YOUR TASKS:
**a.** Copy the stretch of the article on sunburn and skin cancer from "Professor Simon Kay, consultant" through "results in burning).", word for word.
**b.** Carry the article on sunburn and skin cancer further, picking up right after its last sentence.

EXTRACT TO READ:
★ ★ ★

Professor Simon Kay, consultant in plastic and reconstructive surgery at Spire Leeds Hospital is warning young people to be more aware than ever before of the dangers that sunburn can cause as figures released by Cancer Research UK show that the rates of people diagnosed with malignant melanoma are five times higher than four decades ago.
Professor Kay believes that the message about sun safety is not getting across to young people who are increasing their risks through ‘binge’ sunbathing (over exposure of skin to the sun that results in burning).
“The specific danger to younger people is that these are the years much of the skin damage is done that causes problems in later life. Sun damage can remain undetected for years,” said Professor Kay. “Just one episode of burning below the age of 18 can double the future risks.”
Professor Kay draws attention to the two main types of the disease: non-melanoma and malignant melanoma, which in the majority of cases are caused by exposure of the skin to sun. “Non-melanoma is the most common and usually more easily treated skin cancer. Malignant melanoma is the most deadly form of skin cancer as it can spread to other tissues and organs."

★ ★ ★

SUPPLIED MATERIAL:
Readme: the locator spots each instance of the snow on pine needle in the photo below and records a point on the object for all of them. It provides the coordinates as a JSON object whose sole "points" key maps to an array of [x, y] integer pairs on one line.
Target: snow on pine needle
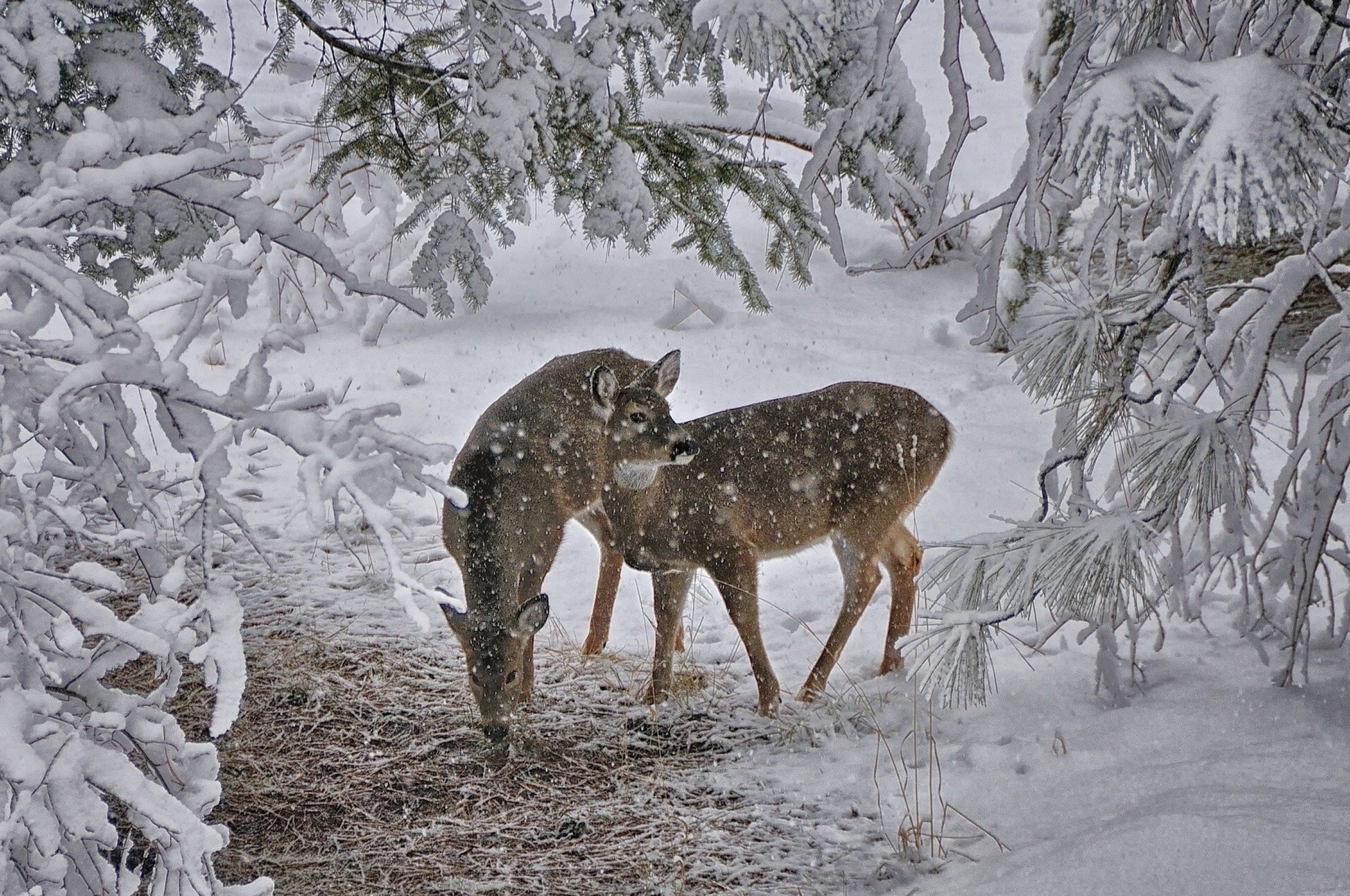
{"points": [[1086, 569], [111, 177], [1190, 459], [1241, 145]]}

★ ★ ★

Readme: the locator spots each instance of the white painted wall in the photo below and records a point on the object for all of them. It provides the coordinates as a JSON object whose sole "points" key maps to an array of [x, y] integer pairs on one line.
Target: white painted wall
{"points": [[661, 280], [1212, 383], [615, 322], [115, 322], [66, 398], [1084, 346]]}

★ ★ ★

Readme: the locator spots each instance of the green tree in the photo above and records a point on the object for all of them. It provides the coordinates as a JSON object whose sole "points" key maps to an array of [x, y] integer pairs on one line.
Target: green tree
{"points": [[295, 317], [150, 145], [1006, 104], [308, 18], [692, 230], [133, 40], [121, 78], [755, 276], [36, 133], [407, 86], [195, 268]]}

★ ★ ★

RESULTS FOR EACH TASK:
**a.**
Professor Simon Kay, consultant in plastic and reconstructive surgery at Spire Leeds Hospital is warning young people to be more aware than ever before of the dangers that sunburn can cause as figures released by Cancer Research UK show that the rates of people diagnosed with malignant melanoma are five times higher than four decades ago.
Professor Kay believes that the message about sun safety is not getting across to young people who are increasing their risks through ‘binge’ sunbathing (over exposure of skin to the sun that results in burning).

**b.**
He recommends regular self-checks of the skin to look for signs of any abnormalities, which can be treated if caught early but left unchecked may develop into serious cancers. A change in normal appearance of the skin should not be ignored and requires a visit to the GP. Signs to look for include moles that change in shape, size or colour, broken or ulcerated skin that appears for no obvious reason and doesn’t heal quickly, or sore spots that continue to hurt, itch or bleed for long periods of time.
“There is a significant increase in survival rates if melanoma is caught early so there is every reason to be vigilant. It could save your life,” added Professor Kay.
Professor Kay recommends a video on YouTube that warns young people of the danger.
Spire Leeds Hospital recommends the following tips to help you stay safe in the sun:
- Make sure you never burn in the sun. If you are determined to acquire a tan do it gradually. Damage is done when the skin burns, long before it is bad enough to blister. (A burn has occurred when the skin goes red and feels painful.)
- Avoid the sun during the hottest part of the day – between 11am and 3pm. Find shade under umbrellas, trees and other shelters.
- Always cover up with a high factor broad spectrum sunscreen. Sunscreen alone is not enough. Wear t-shirts, wide-brimmed hats and sunglasses.
- Young skin is particularly at risk – sunburn in children under 15 leaves them at higher risk of eventually developing skin cancer.
- Babies should be kept out of the sun completely, while older children should be protected with both sunscreen and clothing.
- Apply sunscreen when travelling in a car, on a bus or train, as sun can still have an affect on your skin through the windows.